> Directions: Repeat exactly the lines below that lie between the line with "24, row 114." and the line with "307, row 183.", counting both of those lines as part of the answer.
### Input ###
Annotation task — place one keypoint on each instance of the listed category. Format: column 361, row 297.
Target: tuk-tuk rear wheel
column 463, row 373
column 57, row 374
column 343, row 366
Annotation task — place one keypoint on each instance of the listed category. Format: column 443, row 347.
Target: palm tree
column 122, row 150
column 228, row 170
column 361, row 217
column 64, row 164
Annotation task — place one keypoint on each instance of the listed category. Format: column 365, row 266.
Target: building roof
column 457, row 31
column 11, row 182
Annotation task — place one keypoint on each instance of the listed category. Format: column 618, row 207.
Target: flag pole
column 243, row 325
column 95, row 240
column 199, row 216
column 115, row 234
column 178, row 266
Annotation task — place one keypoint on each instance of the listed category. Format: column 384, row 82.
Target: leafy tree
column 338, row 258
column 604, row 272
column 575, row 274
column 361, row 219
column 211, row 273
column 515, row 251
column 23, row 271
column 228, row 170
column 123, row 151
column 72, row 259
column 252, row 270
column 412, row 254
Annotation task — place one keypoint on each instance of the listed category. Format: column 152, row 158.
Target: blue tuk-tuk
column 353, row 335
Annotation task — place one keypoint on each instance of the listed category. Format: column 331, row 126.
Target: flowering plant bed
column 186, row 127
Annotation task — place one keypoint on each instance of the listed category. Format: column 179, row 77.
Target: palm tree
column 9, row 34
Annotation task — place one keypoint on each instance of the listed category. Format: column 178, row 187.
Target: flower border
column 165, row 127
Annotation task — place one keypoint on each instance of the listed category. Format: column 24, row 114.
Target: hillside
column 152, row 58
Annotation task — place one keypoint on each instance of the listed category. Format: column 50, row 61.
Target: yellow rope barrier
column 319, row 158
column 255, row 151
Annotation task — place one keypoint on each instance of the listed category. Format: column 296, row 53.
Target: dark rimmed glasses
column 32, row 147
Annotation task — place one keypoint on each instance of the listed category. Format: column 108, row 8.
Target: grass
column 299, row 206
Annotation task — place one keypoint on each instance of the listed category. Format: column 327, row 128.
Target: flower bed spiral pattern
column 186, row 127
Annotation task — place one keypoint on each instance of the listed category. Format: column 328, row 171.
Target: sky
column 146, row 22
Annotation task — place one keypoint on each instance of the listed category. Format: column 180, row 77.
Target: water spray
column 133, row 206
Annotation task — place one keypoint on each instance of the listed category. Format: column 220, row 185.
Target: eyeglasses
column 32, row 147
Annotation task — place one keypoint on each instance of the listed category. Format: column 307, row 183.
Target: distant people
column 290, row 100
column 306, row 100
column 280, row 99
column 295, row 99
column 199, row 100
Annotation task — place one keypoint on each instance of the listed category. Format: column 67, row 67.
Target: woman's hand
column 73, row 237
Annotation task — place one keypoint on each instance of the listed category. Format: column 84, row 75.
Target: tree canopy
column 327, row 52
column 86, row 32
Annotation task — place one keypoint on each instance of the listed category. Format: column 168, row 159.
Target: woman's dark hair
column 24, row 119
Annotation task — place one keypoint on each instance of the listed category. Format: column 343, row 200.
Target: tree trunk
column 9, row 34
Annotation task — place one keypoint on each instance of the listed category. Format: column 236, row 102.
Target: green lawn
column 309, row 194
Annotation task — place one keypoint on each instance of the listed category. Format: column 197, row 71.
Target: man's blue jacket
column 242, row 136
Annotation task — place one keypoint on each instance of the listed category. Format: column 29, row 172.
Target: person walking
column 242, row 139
###
> Worked solution:
Annotation task — place one keypoint on each instance of the listed category. Format: column 24, row 114.
Target: hillside
column 152, row 58
Annotation task — place one keypoint on each instance of the listed category. Format: column 50, row 61.
Target: yellow rope barrier
column 319, row 158
column 255, row 151
Annotation task — place one keypoint on each instance of the listed category. Format: column 296, row 53.
Target: dark rimmed glasses
column 32, row 147
Annotation task — place one keypoint on each instance of the listed category. Format: column 108, row 8.
Target: grass
column 299, row 206
Annotation task — place one keypoint on each instance of the listed category. Format: column 327, row 128.
Target: flower bed spiral pattern
column 186, row 127
Annotation task — place one keypoint on each instance of the listed category. Format: column 328, row 171.
Target: sky
column 146, row 22
Annotation task — place one keypoint on each instance of the listed category. Format: column 180, row 77.
Target: water spray
column 133, row 206
Annotation task — place one keypoint on each instance of the listed category. Format: column 220, row 185.
Target: eyeglasses
column 32, row 147
Annotation task — place one keypoint on each instance of the listed category. Format: column 307, row 183.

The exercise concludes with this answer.